• _WHAT THE EXERCISE ASKS_
Pull out, unchanged, the stretch of the material from its very first line through the line that contains "110 214 L 112", with both ends included.

• _DATASET RECORDS_
--

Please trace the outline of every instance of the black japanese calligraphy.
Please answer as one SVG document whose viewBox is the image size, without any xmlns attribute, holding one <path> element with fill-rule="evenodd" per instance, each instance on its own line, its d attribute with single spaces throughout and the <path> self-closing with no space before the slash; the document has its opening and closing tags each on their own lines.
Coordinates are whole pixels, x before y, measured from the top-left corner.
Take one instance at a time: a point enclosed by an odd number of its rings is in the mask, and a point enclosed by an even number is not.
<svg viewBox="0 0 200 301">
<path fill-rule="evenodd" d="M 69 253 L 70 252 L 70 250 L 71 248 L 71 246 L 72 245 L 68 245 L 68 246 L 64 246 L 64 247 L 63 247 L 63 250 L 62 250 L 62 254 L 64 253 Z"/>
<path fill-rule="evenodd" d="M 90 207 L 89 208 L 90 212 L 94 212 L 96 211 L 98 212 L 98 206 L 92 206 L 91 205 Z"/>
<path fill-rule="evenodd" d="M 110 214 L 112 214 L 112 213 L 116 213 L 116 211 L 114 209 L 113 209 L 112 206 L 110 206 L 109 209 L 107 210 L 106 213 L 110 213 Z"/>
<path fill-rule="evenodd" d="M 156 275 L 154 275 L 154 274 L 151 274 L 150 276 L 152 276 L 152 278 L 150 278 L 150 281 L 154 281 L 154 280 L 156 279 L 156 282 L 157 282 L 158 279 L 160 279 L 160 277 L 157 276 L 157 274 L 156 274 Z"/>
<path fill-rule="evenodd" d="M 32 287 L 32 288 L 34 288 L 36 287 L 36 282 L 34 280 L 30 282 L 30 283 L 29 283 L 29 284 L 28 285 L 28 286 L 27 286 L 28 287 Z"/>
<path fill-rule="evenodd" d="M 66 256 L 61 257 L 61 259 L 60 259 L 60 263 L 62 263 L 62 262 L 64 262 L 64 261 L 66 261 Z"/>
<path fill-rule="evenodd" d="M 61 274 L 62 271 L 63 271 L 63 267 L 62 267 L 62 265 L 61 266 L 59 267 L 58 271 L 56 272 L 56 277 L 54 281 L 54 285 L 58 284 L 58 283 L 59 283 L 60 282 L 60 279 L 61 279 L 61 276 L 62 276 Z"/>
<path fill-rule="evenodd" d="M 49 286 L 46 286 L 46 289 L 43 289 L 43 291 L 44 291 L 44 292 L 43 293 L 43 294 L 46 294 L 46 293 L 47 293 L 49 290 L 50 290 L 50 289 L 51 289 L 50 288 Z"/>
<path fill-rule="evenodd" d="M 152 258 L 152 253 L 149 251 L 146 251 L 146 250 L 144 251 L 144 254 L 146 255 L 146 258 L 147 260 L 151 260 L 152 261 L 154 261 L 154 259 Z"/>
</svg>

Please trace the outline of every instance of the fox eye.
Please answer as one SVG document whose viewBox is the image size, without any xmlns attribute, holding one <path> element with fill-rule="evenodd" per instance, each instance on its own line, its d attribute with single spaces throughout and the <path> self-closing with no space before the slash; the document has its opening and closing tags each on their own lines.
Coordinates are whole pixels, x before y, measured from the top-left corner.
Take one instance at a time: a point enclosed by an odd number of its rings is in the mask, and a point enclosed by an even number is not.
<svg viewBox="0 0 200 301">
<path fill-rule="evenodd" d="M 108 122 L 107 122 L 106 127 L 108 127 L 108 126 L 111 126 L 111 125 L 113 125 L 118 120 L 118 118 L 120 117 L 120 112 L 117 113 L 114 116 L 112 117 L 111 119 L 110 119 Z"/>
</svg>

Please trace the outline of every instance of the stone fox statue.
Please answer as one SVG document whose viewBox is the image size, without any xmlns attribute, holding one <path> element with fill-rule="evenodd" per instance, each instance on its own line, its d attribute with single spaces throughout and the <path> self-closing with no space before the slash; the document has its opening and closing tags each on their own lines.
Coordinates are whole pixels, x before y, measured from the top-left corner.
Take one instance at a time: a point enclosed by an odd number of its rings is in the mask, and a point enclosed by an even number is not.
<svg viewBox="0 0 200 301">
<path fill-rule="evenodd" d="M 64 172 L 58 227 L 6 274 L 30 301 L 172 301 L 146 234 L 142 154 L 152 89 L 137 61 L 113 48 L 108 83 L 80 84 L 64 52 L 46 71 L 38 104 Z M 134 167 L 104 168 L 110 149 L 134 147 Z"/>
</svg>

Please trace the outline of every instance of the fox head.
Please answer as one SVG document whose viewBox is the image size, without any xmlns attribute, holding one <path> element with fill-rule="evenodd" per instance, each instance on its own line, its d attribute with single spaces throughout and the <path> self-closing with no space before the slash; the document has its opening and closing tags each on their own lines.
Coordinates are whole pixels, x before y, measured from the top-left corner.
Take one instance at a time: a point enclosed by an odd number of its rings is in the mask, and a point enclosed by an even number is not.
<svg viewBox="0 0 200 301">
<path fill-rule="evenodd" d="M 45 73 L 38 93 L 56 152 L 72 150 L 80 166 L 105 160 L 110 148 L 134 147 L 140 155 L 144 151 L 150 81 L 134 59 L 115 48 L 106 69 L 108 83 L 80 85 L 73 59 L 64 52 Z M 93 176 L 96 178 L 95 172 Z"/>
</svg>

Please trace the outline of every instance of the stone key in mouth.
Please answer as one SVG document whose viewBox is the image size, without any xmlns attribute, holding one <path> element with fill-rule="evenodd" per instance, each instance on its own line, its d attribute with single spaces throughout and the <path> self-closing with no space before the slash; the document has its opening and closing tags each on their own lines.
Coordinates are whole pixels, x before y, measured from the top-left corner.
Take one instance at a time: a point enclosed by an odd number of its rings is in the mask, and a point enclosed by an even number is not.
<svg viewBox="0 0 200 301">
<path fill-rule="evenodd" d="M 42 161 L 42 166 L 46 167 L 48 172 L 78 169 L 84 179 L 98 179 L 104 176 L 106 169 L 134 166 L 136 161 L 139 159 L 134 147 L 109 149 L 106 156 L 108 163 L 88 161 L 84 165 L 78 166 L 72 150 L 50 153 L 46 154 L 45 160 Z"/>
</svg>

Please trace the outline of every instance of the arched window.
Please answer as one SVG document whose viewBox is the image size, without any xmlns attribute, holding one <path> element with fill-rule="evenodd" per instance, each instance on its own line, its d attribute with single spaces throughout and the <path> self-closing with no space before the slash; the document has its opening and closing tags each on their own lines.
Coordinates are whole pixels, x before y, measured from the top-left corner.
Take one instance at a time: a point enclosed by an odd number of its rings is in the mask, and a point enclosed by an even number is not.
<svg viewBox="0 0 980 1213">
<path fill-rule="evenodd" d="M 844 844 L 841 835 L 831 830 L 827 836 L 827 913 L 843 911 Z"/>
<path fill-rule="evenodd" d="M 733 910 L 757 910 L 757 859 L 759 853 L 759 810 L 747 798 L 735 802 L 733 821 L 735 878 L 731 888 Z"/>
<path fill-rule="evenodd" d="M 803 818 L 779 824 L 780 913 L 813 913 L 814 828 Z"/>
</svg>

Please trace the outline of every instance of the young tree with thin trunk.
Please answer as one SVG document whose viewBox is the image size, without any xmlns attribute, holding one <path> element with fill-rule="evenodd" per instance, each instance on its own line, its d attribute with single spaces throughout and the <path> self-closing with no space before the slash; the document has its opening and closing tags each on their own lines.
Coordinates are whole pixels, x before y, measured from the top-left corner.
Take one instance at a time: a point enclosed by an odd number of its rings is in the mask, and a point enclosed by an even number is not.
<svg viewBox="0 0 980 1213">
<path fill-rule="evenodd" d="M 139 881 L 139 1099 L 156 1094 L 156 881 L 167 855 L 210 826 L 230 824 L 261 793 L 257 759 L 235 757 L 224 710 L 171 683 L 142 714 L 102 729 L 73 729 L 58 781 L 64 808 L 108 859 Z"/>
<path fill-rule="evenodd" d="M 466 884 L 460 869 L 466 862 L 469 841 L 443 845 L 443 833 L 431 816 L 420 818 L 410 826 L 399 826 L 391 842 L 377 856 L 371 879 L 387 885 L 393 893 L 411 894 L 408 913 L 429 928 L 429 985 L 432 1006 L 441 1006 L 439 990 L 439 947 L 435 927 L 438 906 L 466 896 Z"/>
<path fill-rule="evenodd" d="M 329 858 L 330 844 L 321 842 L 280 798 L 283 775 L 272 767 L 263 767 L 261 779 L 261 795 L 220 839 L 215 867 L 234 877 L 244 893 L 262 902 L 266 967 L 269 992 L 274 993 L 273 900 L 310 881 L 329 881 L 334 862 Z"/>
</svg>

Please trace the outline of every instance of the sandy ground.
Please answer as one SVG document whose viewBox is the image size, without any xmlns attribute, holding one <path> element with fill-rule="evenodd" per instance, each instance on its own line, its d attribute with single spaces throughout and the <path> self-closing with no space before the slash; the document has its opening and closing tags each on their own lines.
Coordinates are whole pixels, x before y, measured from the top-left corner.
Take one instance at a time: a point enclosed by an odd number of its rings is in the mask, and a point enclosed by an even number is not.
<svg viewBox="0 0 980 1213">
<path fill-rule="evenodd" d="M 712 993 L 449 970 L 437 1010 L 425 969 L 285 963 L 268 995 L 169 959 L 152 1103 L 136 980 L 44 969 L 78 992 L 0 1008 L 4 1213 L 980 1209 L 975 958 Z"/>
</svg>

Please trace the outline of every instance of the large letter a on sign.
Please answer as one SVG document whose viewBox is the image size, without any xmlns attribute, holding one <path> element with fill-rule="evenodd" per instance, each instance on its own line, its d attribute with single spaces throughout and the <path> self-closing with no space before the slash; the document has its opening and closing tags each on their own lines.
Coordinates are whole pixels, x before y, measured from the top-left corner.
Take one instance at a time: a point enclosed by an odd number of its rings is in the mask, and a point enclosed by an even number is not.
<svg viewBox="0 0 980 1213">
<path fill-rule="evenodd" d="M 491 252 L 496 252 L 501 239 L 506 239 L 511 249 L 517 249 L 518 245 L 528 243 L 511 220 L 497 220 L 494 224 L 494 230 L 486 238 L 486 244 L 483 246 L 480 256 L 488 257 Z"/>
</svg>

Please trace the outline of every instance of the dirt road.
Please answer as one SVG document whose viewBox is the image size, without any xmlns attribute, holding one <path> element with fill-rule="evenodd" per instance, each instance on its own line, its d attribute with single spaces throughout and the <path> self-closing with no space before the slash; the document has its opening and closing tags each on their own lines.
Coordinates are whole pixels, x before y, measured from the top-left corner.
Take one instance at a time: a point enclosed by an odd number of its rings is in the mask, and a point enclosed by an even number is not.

--

• _RESPONSE TO THE TASK_
Please trace the outline of every instance of the black japanese calligraphy.
Please answer as one SVG document whose viewBox is the image size, without any xmlns attribute, holding one <path> element with fill-rule="evenodd" per instance, each instance on its own line, its d attribute with single spaces throughout and the <path> self-closing with no space before the slash; the document has its opening and closing tags each on their own lines.
Coordinates are whole pixels, x before y, measured from the top-left corner.
Take one instance at a time: a point enclosed by an odd number of its rings is in the mask, and a point enclosed by an even number is not.
<svg viewBox="0 0 200 301">
<path fill-rule="evenodd" d="M 69 253 L 70 252 L 70 250 L 71 248 L 71 246 L 72 245 L 68 245 L 68 246 L 64 246 L 64 247 L 63 247 L 63 250 L 62 250 L 62 254 L 64 253 Z"/>
<path fill-rule="evenodd" d="M 90 207 L 89 208 L 90 212 L 94 212 L 96 211 L 98 212 L 98 206 L 92 206 L 91 205 Z"/>
<path fill-rule="evenodd" d="M 110 214 L 112 214 L 112 213 L 116 213 L 116 211 L 114 209 L 113 209 L 112 206 L 110 206 L 109 209 L 107 210 L 106 213 L 110 213 Z"/>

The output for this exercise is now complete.